Document extract:
Dr Fofie said for expectant mothers, antenatal clinic was the gateway to all required interventions, and called on women to begin their clinics as soon as they got to know about their pregnancy status to avert complications arising from preeclampsia and other conditions.
The obstetrician gynaecologist said preeclampsia, which was a form of threat to both mother and child, was usually diagnosed through regular prenatal check-ups, which involved monitoring blood pressure and urine protein levels.
He also advised those who had challenges, including preeclampsia in previous pregnancies, and those planning to get pregnant to seek preconception clinic services to prepare them better for better outcomes of their anticipated pregnancies.
“Pre-conception clinics can help pick up potential challenges through examinations for better pregnancy outcomes. If some medications and processes are required before conception, all that would be done to enhance the journey through pregnancy and safe delivery,” Dr Fofie said.
“The primary treatment for preeclampsia and eclampsia is delivery of the baby, as this resolves the condition. However, if the pregnancy is less than 37 weeks and the condition is mild, doctors may recommend close monitoring and interventions to manage blood pressure and prevent complications,” the obstetrician gynaecologist said.

Records from a collection
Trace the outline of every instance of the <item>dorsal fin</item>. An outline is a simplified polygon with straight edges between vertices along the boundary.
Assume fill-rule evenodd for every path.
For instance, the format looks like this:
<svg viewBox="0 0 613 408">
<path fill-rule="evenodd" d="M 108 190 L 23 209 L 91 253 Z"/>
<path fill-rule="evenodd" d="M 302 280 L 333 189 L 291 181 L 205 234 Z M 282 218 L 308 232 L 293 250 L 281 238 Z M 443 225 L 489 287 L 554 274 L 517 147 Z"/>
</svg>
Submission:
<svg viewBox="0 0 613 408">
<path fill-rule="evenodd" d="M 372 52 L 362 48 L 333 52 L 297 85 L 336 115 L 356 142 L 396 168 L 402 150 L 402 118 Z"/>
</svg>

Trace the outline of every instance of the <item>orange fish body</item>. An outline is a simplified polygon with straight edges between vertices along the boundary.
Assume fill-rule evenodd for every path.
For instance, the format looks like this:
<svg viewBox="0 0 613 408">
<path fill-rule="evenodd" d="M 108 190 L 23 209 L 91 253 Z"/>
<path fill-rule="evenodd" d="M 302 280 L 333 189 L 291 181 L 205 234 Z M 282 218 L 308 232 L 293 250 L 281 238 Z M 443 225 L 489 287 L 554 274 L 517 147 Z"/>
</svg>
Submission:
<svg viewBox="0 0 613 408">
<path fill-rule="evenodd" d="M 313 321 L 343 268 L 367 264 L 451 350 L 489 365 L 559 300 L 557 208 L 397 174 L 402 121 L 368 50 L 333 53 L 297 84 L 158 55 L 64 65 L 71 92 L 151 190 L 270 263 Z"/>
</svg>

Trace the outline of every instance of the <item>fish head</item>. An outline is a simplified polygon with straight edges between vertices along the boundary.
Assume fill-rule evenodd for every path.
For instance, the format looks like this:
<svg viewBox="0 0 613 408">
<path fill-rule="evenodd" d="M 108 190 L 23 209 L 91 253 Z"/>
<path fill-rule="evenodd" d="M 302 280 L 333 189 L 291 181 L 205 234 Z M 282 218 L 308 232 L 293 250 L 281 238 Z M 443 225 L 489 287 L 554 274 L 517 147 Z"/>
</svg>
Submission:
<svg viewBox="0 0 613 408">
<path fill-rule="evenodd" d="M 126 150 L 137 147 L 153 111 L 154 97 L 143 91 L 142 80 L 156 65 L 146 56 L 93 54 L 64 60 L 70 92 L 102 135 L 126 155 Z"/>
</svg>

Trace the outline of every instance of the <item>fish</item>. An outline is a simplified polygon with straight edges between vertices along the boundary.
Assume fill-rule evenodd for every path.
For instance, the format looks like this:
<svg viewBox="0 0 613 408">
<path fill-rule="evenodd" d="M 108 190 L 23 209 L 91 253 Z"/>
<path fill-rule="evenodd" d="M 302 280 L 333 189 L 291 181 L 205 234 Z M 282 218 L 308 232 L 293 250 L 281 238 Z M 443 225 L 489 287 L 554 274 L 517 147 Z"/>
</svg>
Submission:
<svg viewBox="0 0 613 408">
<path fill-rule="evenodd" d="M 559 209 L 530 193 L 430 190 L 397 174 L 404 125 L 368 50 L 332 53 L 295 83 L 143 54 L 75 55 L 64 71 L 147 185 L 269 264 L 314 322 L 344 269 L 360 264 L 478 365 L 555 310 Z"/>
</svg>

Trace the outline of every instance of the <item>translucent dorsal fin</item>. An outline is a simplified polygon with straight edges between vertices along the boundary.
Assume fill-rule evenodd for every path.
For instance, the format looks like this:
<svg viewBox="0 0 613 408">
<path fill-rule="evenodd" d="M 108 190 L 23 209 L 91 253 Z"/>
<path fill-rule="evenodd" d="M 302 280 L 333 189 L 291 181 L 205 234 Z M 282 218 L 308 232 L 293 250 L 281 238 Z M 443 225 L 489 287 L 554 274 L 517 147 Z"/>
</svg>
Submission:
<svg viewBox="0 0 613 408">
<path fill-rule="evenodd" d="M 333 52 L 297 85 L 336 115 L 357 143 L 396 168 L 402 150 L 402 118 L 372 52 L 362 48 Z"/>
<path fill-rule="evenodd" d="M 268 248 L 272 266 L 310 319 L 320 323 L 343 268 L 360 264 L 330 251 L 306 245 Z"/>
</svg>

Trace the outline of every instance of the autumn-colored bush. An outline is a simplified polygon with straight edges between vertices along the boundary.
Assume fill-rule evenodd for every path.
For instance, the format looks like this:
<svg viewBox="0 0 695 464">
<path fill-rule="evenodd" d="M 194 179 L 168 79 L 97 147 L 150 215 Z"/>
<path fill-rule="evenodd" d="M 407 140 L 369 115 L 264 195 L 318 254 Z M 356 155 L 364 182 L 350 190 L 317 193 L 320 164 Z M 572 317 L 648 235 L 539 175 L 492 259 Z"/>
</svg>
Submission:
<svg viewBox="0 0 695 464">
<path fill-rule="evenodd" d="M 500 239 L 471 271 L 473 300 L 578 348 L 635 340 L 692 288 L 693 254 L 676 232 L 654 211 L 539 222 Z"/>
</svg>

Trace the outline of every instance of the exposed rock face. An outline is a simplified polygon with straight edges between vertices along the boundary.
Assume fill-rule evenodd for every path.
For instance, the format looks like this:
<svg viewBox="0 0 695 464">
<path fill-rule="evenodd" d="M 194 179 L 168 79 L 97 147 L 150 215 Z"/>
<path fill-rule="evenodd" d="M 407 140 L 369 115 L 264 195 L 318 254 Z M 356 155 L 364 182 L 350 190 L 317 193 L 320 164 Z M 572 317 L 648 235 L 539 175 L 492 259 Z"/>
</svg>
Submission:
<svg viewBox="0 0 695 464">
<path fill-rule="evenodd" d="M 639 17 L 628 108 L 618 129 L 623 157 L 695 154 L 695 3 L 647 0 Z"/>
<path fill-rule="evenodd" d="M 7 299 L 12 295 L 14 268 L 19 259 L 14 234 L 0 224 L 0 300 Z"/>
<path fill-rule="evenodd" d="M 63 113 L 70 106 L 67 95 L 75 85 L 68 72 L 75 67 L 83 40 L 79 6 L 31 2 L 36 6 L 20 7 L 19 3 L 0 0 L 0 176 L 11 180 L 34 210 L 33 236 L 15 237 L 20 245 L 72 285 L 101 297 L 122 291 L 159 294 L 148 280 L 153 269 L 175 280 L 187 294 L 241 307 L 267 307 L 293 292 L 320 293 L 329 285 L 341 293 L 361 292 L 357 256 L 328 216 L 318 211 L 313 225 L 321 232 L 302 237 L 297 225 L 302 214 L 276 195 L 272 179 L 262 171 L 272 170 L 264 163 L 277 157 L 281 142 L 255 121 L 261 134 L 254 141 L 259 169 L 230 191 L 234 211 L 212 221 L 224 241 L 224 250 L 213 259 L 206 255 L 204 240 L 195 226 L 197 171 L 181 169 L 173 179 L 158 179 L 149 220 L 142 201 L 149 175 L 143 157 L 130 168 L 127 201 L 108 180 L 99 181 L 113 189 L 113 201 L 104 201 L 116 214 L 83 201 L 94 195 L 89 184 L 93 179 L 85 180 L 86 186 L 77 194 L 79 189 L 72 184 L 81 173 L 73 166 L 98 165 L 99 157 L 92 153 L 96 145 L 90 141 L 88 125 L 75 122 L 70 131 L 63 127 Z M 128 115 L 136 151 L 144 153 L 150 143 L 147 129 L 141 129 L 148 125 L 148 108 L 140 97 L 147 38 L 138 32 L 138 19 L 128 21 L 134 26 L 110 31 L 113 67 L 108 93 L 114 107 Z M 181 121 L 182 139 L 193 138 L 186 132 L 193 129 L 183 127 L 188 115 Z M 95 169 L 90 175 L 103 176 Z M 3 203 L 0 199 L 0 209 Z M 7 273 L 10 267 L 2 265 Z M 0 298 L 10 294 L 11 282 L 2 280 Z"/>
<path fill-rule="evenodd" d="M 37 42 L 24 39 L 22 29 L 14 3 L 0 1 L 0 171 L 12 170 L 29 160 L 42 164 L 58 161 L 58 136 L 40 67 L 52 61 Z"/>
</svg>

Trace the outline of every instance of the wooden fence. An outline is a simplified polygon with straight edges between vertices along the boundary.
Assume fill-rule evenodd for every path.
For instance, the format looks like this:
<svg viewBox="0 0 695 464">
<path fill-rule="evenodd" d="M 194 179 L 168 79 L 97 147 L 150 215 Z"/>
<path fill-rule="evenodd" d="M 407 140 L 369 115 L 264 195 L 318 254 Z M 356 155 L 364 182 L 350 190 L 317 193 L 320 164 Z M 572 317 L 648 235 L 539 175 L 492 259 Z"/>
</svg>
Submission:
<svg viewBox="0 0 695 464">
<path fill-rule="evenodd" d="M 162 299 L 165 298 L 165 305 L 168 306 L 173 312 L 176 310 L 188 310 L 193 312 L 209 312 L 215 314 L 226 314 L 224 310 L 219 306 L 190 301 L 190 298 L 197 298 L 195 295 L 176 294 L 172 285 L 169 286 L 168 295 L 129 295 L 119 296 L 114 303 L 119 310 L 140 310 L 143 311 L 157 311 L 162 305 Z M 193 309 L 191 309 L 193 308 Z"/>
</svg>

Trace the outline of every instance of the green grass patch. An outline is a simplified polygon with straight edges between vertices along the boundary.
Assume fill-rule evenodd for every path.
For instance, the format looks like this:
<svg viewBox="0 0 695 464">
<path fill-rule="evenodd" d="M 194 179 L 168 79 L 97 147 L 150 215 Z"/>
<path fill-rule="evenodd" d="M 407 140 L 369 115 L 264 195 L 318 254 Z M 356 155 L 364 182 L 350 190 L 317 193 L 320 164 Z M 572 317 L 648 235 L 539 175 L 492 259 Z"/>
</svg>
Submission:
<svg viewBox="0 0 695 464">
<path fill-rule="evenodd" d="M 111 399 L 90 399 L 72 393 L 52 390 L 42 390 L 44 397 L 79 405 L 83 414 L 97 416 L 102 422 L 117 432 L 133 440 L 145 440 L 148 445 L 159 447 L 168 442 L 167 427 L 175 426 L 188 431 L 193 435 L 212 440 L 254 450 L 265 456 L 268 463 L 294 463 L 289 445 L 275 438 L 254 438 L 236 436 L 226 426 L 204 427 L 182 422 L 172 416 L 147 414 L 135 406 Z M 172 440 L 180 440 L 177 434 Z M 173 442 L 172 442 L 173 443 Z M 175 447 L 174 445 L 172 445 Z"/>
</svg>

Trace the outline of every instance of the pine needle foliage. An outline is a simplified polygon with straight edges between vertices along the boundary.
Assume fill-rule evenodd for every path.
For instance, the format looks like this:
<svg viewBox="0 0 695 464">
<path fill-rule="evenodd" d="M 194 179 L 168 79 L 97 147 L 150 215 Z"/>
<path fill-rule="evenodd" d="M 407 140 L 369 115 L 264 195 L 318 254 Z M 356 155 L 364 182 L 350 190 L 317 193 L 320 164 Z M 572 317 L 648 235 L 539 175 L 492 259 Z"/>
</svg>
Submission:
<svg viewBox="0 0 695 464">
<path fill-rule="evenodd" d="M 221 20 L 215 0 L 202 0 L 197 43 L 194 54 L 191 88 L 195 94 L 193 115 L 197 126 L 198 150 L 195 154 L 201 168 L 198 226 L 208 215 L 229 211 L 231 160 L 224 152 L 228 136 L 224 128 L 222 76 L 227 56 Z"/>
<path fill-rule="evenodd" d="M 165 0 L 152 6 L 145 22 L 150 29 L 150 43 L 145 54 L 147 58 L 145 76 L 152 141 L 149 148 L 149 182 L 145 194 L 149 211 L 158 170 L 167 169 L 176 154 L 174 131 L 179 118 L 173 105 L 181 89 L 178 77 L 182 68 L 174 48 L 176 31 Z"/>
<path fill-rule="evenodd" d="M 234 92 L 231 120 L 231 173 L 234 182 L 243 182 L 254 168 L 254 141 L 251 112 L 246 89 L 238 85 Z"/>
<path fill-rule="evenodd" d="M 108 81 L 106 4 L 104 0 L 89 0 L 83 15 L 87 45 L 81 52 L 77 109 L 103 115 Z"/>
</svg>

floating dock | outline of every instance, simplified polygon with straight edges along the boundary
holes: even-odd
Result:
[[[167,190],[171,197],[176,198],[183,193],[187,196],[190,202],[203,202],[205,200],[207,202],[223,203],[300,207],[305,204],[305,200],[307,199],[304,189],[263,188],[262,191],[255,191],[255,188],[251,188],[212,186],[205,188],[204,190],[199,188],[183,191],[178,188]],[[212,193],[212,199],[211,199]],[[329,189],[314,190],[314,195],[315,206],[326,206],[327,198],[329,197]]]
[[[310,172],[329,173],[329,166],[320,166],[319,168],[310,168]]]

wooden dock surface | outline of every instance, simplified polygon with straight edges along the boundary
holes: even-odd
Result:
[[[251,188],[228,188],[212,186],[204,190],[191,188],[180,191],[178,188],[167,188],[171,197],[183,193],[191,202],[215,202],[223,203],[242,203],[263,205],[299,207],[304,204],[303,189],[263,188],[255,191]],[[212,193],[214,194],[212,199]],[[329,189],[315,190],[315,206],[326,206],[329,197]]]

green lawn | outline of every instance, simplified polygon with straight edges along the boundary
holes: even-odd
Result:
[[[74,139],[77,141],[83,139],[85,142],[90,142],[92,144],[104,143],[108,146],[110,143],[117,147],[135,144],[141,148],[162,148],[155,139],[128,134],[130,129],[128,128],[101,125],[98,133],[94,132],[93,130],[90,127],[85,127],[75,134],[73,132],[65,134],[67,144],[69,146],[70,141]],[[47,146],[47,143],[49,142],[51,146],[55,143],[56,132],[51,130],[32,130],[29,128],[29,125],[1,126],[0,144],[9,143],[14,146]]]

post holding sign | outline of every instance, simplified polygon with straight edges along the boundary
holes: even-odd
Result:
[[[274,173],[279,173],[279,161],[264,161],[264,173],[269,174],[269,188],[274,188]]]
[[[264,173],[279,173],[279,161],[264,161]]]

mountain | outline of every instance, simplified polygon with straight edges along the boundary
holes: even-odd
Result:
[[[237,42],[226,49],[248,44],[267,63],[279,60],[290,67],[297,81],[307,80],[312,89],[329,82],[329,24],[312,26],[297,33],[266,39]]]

Work required:
Echo the passage on preeclampsia from "Dr Fofie said for" up to and including "and other conditions.", keeping every word unchanged. Rely only on the text about preeclampsia when doing the work.

Exercise output:
Dr Fofie said for expectant mothers, antenatal clinic was the gateway to all required interventions, and called on women to begin their clinics as soon as they got to know about their pregnancy status to avert complications arising from preeclampsia and other conditions.